> [Set exercise]
Repeat all of the material below word for word, but leave out the pictures.

> [Exercise materials]
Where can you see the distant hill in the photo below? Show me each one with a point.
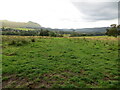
(84, 30)
(11, 24)
(91, 30)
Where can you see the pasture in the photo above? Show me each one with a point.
(59, 62)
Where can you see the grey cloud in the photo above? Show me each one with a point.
(98, 10)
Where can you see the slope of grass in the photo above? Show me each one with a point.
(42, 62)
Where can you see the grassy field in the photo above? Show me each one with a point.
(44, 62)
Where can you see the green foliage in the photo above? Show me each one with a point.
(60, 62)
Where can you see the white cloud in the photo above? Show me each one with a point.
(48, 13)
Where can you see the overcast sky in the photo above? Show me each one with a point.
(61, 13)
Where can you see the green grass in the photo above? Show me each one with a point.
(59, 62)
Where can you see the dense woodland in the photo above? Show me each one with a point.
(113, 30)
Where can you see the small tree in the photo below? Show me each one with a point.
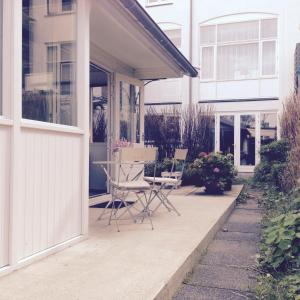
(290, 130)
(198, 130)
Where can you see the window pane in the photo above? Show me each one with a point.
(207, 63)
(268, 128)
(207, 35)
(49, 63)
(237, 62)
(53, 6)
(268, 28)
(67, 5)
(129, 99)
(227, 134)
(242, 31)
(247, 140)
(175, 36)
(1, 53)
(268, 58)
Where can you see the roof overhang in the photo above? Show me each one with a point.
(125, 39)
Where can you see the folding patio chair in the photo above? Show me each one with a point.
(129, 180)
(172, 178)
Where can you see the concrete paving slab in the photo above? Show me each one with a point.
(223, 277)
(236, 253)
(136, 263)
(245, 216)
(237, 236)
(243, 227)
(190, 292)
(250, 204)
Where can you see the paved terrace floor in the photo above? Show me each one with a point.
(136, 263)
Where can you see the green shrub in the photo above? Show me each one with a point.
(262, 172)
(270, 288)
(215, 171)
(273, 164)
(280, 249)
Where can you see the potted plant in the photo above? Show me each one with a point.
(215, 171)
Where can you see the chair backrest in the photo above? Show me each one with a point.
(180, 154)
(138, 154)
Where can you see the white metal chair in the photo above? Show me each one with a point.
(172, 178)
(129, 180)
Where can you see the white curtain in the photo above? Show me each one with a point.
(207, 63)
(242, 31)
(207, 35)
(237, 61)
(268, 28)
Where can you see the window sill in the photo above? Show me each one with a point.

> [Expected answer]
Where can you see the distant hill in the photo below? Show me each one with a point.
(84, 30)
(11, 24)
(91, 30)
Where can you see the pasture in the photo above? Show me each one with a point.
(59, 62)
Where can you see the grey cloud in the photo above? Show me each one with a point.
(98, 10)
Where can you see the slope of grass in the photo above? Show me each one with a point.
(42, 62)
Where can you see the grassy field in the photo above? Show me each one with a point.
(44, 62)
Where can you see the green foliage in the photo above? Show me each one with a point.
(60, 62)
Where can you see the white cloud in the photo above? Show me each one with a point.
(48, 13)
Where can you see the overcast sky in the photo above? Show me each one with a point.
(61, 13)
Where can you see the green grass in the photo above? Show me each one with a point.
(59, 62)
Where can you see the dense woodland in the photo above? Show me each one with a point.
(113, 30)
Where can you see the small tree in the photo below? Show me each one with a point.
(290, 130)
(198, 130)
Where can you see the window pane in the photo above? Show me each one with a point.
(207, 63)
(268, 128)
(207, 35)
(49, 63)
(237, 62)
(53, 6)
(268, 28)
(67, 5)
(129, 99)
(227, 134)
(242, 31)
(247, 140)
(175, 36)
(1, 53)
(268, 58)
Where can you see the roof overhang in the photo above? Show me each one with a point.
(125, 39)
Where can you see the folding patio chair in the photo above? Show me each one with a point.
(129, 180)
(172, 178)
Where can you see the concrete paving slab in the photo above? Show me each one with a point.
(223, 277)
(236, 253)
(136, 263)
(245, 216)
(237, 236)
(243, 227)
(190, 292)
(250, 204)
Where can you see the paved terrace floor in the photo above? Show me each one with a point.
(136, 263)
Where can you see the green shrub in the photo above? Show me each one with a point.
(262, 172)
(270, 288)
(215, 171)
(273, 164)
(280, 249)
Where can you see the potted plant in the photo above? Show me each one with a point.
(215, 171)
Where can you see the chair backrest in the photo above? Show me each one with a point.
(180, 154)
(138, 154)
Where can you see the white metal chair in the photo above? Show me each one with a point.
(172, 178)
(129, 180)
Where can you see the white curtain in the photo above? Show me each one with a point.
(207, 63)
(242, 31)
(207, 35)
(237, 61)
(268, 28)
Where can you see the window sill in the photo above? Show me each one with a point.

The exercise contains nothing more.